* **Brief**
Every line below must be reproduced exactly. Copy them all.

(A run of records)
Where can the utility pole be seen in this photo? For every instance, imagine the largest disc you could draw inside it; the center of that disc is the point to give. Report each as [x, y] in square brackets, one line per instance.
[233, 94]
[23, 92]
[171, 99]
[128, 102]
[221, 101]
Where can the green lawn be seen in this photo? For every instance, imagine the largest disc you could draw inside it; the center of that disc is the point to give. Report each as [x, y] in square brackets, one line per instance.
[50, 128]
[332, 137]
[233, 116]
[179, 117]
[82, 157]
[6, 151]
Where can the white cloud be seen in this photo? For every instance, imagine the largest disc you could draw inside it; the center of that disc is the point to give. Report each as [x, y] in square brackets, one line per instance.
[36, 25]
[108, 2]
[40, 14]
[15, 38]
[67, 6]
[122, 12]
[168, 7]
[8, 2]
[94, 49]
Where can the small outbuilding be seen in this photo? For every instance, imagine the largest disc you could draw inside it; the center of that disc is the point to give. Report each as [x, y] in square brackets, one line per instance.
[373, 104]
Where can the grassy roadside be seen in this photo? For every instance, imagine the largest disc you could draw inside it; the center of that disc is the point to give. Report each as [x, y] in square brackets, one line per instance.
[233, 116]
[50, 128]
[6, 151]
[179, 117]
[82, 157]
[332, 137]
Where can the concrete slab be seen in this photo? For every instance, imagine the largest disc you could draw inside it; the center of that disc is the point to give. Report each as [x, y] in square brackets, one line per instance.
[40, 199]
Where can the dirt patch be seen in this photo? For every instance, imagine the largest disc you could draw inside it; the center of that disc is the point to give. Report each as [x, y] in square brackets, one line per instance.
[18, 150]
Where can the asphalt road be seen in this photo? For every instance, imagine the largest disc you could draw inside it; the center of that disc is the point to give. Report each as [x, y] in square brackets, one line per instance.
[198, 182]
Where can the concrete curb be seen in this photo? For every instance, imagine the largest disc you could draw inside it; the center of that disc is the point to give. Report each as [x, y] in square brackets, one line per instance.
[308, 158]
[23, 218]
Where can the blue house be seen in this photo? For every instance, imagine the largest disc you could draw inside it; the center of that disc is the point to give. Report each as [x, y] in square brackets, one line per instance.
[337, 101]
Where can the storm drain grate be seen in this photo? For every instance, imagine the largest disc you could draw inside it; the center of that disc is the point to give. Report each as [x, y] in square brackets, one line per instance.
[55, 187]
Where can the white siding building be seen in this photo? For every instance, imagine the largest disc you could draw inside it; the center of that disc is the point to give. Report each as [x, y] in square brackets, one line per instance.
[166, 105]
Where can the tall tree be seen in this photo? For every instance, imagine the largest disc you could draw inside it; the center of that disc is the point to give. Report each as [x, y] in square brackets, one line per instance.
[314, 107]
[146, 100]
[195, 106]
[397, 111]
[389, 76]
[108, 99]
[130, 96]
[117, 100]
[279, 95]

* **Result of this task**
Where can the utility pole be seen in this photo? For every instance, imagine the largest disc you could draw inside it; the center of that disc is the point to give. Report each as [x, y] in square brackets, one line per instance.
[233, 94]
[23, 92]
[171, 99]
[128, 102]
[221, 101]
Where can the green lawn be seen in this photo? For every instance, imagine the largest disc you could draw inside it; the center of that disc is the point to give. Report each as [x, y] in square brackets, one line per instance.
[50, 128]
[332, 137]
[233, 116]
[179, 117]
[82, 157]
[6, 151]
Where can the white cloud be seen in this photo? For every instance, imagine the largest disc you could draw inside it; the center of that disc is the point to give. Report each as [x, y] in square brackets, one line per instance.
[36, 25]
[108, 2]
[40, 14]
[15, 38]
[67, 6]
[122, 12]
[168, 7]
[8, 2]
[94, 49]
Where can the small outbuilding be seen in this photo? For every instance, imagine the largest disc you could draw inside it; the center of that disc is the point to give. Report each as [x, y] in square brackets, one line per instance.
[373, 104]
Where can the grassy roadside be seen in this photo? For every instance, imagine the largest disc you could draw inside it; the center of that disc is the point to give. Report each as [x, y] in square brackets, one line per instance.
[233, 116]
[50, 128]
[6, 151]
[179, 117]
[82, 157]
[332, 137]
Where can the concrete slab be seen in this photo? For every instance, imagine the largest disc you could draw inside it; the center of that disc is the point to give. Report each as [x, y] in square brackets, one line per instance.
[40, 199]
Where can the dirt patch be seen in this photo? For every instance, imagine the largest disc you could draw inside it; the center of that disc is the point to give. Report each as [x, y] in square brackets, one line per instance.
[18, 150]
Where can the asphalt road be seen in this photo? For every instance, imagine the largest disc you could draw inside it; the center of that disc is the point to give. Report each as [x, y] in square brackets, one line per instance.
[198, 182]
Where can the concrete curb be seen in this photo? For every instance, imagine the largest disc you could draw inside it; the center of that disc is the point to give. Report each as [x, y] in square brackets, one line per instance.
[308, 158]
[23, 218]
Where can the blue house be seen in this photo? For every instance, imagine the largest disc you could draw inside it; the center of that disc is the point to give. Report each as [x, y] in square brackets, one line per instance.
[337, 101]
Where can the storm drain grate be seen in this photo? For every instance, imagine the largest disc you could draw inside it; the center of that disc is the point to give. Report each as [x, y] in square brackets, one line per instance.
[55, 187]
Where can the white siding building be seen in this photo? For every instance, imagine the largest disc you could draw inside it; the center of that disc is the point to give. Report each as [x, y] in square brackets, one line per instance.
[166, 105]
Where can the tall tree be seen in this photo? For every instance, imagine the largest disc you could draw inside it; the center of that disc is the point to give. Report each as [x, y] in square brackets, one line per instance.
[314, 107]
[146, 100]
[195, 106]
[397, 111]
[389, 76]
[108, 99]
[130, 96]
[117, 100]
[279, 95]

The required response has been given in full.